- Problem statement: Lay out the lines below as a Markdown table with two columns, Row and Line text. Number each row, and leave out any blank lines.

━━━━━━━━━━━━━━━━━━━━━━━━━━━━━━

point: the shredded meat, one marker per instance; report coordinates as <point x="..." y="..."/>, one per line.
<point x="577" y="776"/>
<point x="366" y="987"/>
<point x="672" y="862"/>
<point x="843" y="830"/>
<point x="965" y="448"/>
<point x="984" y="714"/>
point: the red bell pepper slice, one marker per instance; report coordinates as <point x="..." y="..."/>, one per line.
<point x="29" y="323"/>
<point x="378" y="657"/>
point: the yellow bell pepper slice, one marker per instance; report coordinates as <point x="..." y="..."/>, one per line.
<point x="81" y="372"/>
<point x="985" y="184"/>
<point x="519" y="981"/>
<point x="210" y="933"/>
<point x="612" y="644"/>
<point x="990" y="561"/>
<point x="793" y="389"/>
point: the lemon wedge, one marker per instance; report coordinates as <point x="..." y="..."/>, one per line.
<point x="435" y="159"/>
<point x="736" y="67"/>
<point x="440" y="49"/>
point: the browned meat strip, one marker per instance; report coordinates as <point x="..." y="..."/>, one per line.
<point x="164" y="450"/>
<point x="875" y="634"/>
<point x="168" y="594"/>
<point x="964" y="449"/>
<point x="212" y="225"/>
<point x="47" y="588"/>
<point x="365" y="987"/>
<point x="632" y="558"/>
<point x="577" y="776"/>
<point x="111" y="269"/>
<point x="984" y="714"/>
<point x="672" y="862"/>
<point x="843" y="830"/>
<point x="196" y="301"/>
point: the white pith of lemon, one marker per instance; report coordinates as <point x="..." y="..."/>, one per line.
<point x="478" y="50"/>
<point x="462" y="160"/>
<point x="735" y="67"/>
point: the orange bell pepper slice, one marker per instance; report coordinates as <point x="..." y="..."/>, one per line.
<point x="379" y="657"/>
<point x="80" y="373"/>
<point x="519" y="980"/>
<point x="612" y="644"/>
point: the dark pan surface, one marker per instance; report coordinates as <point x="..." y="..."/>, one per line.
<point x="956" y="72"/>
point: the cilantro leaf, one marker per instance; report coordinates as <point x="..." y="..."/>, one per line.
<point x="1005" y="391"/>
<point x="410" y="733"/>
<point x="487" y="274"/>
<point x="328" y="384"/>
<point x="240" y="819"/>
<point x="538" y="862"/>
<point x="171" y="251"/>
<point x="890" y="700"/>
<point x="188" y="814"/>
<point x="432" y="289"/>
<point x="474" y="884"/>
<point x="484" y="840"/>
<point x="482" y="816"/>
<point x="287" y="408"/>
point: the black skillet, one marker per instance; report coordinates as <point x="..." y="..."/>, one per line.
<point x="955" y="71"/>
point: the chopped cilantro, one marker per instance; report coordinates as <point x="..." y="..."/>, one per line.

━━━━━━━━━━━━━━━━━━━━━━━━━━━━━━

- Result below:
| Row | Line text |
|---|---|
| 1 | point: the shredded meat, one marker per instance; report coordinates as <point x="..." y="..."/>, one per line. |
| 2 | <point x="577" y="776"/> |
| 3 | <point x="366" y="987"/> |
| 4 | <point x="672" y="862"/> |
| 5 | <point x="843" y="830"/> |
| 6 | <point x="965" y="448"/> |
| 7 | <point x="984" y="714"/> |
| 8 | point: the red bell pepper slice, one marker per instance; report coordinates as <point x="..." y="..."/>, one per line. |
| 9 | <point x="29" y="323"/> |
| 10 | <point x="378" y="657"/> |
| 11 | point: the yellow bell pepper slice, one marker per instance; report coordinates as <point x="..." y="..."/>, one per line. |
| 12 | <point x="81" y="372"/> |
| 13 | <point x="985" y="184"/> |
| 14 | <point x="519" y="981"/> |
| 15 | <point x="210" y="933"/> |
| 16 | <point x="612" y="644"/> |
| 17 | <point x="990" y="561"/> |
| 18 | <point x="793" y="389"/> |
| 19 | point: the lemon wedge, one marker per instance; report coordinates as <point x="..." y="..."/>, one per line. |
| 20 | <point x="435" y="159"/> |
| 21 | <point x="736" y="67"/> |
| 22 | <point x="440" y="49"/> |
| 23 | point: the browned meat strip, one marker per instance; report coordinates as <point x="..." y="..."/>, one per line. |
| 24 | <point x="164" y="450"/> |
| 25 | <point x="875" y="634"/> |
| 26 | <point x="168" y="594"/> |
| 27 | <point x="964" y="449"/> |
| 28 | <point x="212" y="225"/> |
| 29 | <point x="47" y="588"/> |
| 30 | <point x="365" y="987"/> |
| 31 | <point x="632" y="558"/> |
| 32 | <point x="577" y="776"/> |
| 33 | <point x="111" y="269"/> |
| 34 | <point x="984" y="714"/> |
| 35 | <point x="672" y="862"/> |
| 36 | <point x="843" y="830"/> |
| 37 | <point x="196" y="301"/> |
| 38 | point: the white pith of lemon, one marker per instance; report coordinates as <point x="..." y="..."/>, one per line. |
| 39 | <point x="478" y="50"/> |
| 40 | <point x="462" y="160"/> |
| 41 | <point x="735" y="67"/> |
| 42 | point: the orange bell pepper slice, one marker per instance; report coordinates as <point x="..." y="..."/>, one per line. |
| 43 | <point x="379" y="657"/> |
| 44 | <point x="80" y="373"/> |
| 45 | <point x="519" y="980"/> |
| 46 | <point x="612" y="644"/> |
| 47 | point: the dark pan surface, one marker per instance; report coordinates as <point x="..." y="..."/>, one per line. |
| 48 | <point x="956" y="72"/> |
| 49 | point: the cilantro leaf, one marker per instance; report coordinates as <point x="..." y="..."/>, one per line. |
| 50 | <point x="1005" y="391"/> |
| 51 | <point x="410" y="733"/> |
| 52 | <point x="487" y="274"/> |
| 53 | <point x="328" y="384"/> |
| 54 | <point x="240" y="819"/> |
| 55 | <point x="538" y="862"/> |
| 56 | <point x="171" y="251"/> |
| 57 | <point x="890" y="700"/> |
| 58 | <point x="188" y="814"/> |
| 59 | <point x="432" y="289"/> |
| 60 | <point x="474" y="884"/> |
| 61 | <point x="484" y="840"/> |
| 62 | <point x="482" y="816"/> |
| 63 | <point x="287" y="408"/> |
| 64 | point: the black skillet, one marker per instance; report coordinates as <point x="..." y="..."/>, one per line. |
| 65 | <point x="955" y="71"/> |
| 66 | point: the chopped cilantro, one marker per instance; report coordinates as <point x="..." y="..."/>, one per line. |